<<<<

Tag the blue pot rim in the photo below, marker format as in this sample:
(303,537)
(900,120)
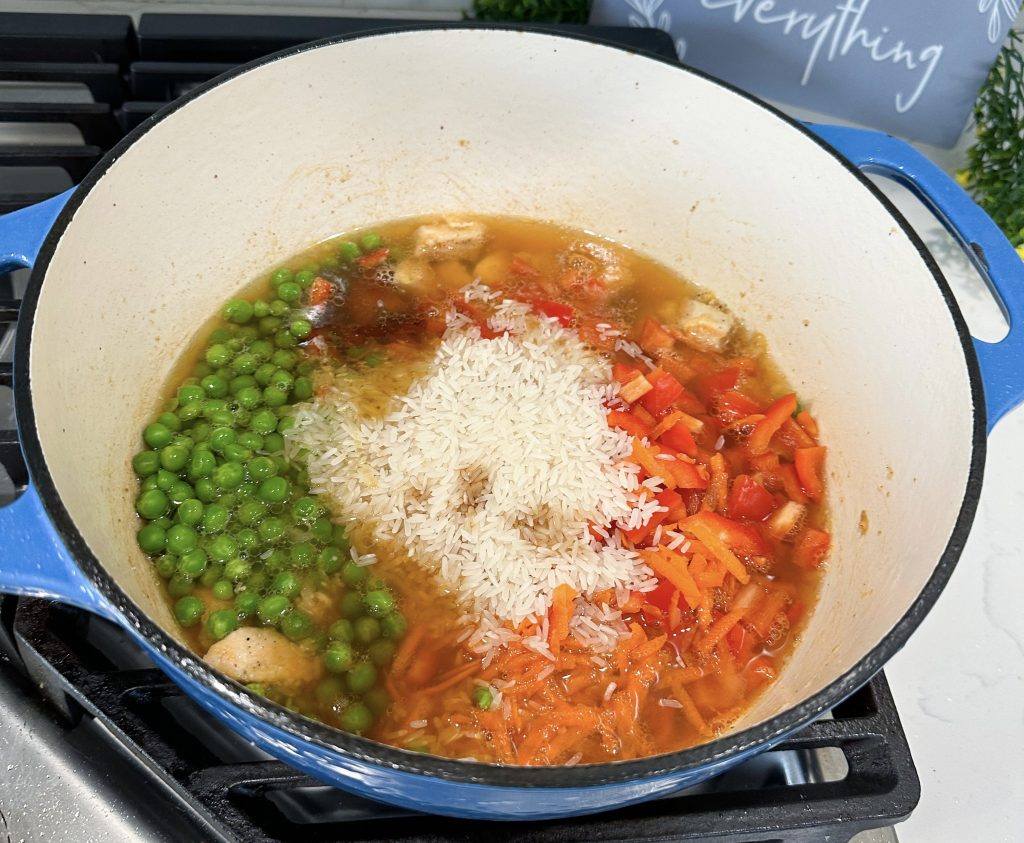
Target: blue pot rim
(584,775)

>>>>
<<<<

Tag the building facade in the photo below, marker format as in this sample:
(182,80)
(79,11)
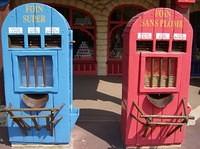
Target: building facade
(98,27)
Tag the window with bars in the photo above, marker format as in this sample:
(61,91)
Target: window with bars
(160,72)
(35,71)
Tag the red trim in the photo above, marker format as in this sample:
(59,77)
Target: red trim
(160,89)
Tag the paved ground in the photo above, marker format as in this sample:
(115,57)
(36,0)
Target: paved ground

>>>>
<<<<

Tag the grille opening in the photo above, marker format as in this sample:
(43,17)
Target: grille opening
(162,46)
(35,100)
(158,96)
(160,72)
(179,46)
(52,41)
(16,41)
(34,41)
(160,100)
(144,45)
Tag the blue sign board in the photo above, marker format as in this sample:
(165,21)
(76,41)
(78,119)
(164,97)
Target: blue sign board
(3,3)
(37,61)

>>>>

◆ **TASK ITEM**
Show all lines above holding "paved".

◆ **RESULT OF THIS EXERCISE**
Tag the paved ground in the photo above, marker format as in this sample:
Target: paved ground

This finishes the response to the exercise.